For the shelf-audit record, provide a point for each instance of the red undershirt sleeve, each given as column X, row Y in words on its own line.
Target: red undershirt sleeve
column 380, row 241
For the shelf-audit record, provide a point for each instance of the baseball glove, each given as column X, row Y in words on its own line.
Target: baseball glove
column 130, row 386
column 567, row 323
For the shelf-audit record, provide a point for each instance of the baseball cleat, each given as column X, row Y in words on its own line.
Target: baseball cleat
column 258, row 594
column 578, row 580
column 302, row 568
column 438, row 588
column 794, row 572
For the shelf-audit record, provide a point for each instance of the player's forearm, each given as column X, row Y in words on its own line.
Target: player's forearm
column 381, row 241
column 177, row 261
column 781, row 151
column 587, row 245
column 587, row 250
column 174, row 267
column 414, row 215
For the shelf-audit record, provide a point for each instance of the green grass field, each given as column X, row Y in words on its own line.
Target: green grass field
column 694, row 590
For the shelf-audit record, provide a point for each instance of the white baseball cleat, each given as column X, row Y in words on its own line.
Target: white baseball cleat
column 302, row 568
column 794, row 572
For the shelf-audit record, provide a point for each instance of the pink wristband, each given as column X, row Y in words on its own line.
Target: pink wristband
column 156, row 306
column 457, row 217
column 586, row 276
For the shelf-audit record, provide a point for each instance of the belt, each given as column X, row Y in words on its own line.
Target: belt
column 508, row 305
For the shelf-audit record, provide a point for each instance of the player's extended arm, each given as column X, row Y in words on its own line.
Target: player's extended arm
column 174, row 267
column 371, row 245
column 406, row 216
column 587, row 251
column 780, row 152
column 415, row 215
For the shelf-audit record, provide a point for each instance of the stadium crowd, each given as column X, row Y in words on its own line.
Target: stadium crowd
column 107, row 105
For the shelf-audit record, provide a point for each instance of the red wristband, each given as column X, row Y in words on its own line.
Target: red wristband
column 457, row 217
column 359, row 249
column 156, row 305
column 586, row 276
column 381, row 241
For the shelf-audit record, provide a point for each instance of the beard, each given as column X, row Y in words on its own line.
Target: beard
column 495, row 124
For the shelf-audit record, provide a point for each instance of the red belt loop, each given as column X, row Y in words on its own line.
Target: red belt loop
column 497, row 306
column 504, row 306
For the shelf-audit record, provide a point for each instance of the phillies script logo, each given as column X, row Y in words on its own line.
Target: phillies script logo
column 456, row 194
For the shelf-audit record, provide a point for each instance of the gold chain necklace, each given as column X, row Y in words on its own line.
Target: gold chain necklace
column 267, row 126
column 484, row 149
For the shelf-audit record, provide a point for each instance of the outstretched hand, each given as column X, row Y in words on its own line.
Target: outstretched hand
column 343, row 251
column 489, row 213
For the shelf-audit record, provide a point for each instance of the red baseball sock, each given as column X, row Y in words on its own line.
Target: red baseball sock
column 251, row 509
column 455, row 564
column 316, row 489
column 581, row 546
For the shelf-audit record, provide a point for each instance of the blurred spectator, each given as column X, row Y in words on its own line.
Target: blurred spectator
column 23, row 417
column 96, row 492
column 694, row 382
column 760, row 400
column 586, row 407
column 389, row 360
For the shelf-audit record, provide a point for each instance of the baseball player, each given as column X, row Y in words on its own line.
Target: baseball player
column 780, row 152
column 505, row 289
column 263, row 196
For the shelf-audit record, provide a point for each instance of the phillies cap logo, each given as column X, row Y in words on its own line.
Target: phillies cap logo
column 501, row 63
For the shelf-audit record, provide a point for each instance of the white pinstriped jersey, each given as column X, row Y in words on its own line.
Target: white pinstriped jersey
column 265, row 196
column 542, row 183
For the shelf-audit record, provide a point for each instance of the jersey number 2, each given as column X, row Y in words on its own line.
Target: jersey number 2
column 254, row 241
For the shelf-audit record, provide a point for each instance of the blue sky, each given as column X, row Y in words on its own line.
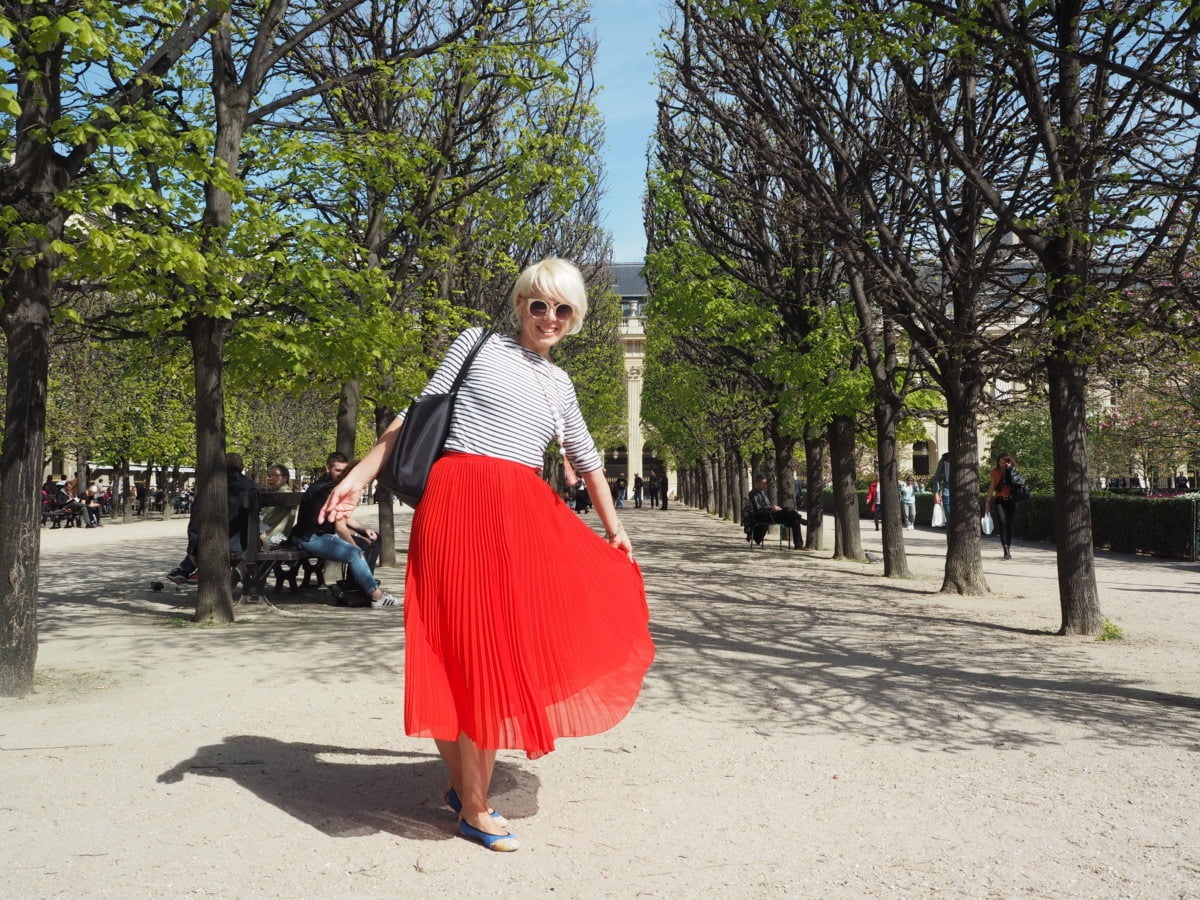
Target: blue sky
column 628, row 33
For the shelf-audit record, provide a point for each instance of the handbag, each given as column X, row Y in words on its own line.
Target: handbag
column 421, row 439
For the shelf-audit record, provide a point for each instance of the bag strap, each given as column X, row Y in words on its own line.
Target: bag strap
column 471, row 358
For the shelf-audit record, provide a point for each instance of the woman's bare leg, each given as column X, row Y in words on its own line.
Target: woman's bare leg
column 471, row 775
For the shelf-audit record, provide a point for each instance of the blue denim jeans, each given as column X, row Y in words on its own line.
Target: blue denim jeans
column 330, row 546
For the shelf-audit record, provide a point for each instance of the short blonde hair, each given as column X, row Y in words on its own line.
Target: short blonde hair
column 555, row 280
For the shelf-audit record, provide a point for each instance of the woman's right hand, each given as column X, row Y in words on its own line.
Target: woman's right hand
column 341, row 502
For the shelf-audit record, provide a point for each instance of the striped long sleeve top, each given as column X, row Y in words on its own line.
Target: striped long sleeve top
column 510, row 403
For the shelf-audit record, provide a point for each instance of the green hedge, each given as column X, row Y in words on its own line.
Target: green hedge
column 1161, row 527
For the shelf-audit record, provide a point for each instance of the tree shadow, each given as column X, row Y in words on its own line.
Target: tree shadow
column 347, row 792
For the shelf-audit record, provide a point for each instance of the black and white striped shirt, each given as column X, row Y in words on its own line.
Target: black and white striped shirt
column 507, row 405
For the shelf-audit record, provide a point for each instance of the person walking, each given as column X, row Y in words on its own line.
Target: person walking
column 521, row 624
column 909, row 503
column 941, row 486
column 1001, row 502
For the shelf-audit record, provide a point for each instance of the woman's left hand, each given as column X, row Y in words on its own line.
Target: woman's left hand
column 621, row 541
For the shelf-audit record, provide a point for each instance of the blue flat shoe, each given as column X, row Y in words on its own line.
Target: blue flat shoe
column 453, row 802
column 499, row 843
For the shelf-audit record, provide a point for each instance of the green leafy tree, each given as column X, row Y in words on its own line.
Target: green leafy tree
column 1024, row 430
column 81, row 76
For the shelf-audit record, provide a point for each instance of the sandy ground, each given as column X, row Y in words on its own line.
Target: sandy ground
column 809, row 729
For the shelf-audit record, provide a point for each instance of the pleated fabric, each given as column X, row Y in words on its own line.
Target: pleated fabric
column 521, row 624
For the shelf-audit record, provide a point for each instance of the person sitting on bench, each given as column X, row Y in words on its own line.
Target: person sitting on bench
column 275, row 522
column 763, row 511
column 346, row 541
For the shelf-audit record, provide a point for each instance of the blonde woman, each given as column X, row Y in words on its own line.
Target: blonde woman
column 521, row 624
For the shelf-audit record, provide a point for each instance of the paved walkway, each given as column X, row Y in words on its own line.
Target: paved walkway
column 810, row 729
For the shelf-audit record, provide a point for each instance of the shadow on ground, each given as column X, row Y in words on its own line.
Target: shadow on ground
column 347, row 792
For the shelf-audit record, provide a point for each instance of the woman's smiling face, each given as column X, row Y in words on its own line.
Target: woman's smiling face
column 544, row 323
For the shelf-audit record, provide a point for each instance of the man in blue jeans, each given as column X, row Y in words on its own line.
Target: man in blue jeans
column 343, row 541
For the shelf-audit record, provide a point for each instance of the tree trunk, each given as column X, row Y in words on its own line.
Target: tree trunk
column 814, row 489
column 348, row 418
column 27, row 322
column 847, row 539
column 214, row 595
column 387, row 507
column 964, row 568
column 887, row 419
column 1072, row 497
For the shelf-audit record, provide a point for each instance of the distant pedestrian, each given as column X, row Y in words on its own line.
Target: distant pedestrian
column 1002, row 501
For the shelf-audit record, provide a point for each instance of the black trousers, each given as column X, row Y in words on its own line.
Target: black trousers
column 1002, row 513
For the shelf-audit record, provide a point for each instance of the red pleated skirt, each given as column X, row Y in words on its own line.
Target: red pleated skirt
column 521, row 624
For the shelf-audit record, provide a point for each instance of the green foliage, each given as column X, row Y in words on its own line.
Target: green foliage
column 1110, row 631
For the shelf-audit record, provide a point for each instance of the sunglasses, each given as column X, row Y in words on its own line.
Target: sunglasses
column 540, row 307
# # # # # # #
• STATED EXERCISE: Output the line holding "the red pleated", then every later line through the end of the records above, exactly as given and nothing else.

• SOLUTION TO THIS TASK:
For the shelf-audit record, provide a point for each instance of the red pleated skirt, each given as column X, row Y in words on its own line.
Target: red pleated skirt
column 521, row 624
For the shelf-audit record, provide a point for each instance of the green foliage, each given as column X, row Y in words on its own line.
Target: green foliage
column 1110, row 631
For the shelf-audit record, provide a point for each instance of the sunglasses, each given as column X, row Y in words on its own line.
Target: sunglasses
column 540, row 307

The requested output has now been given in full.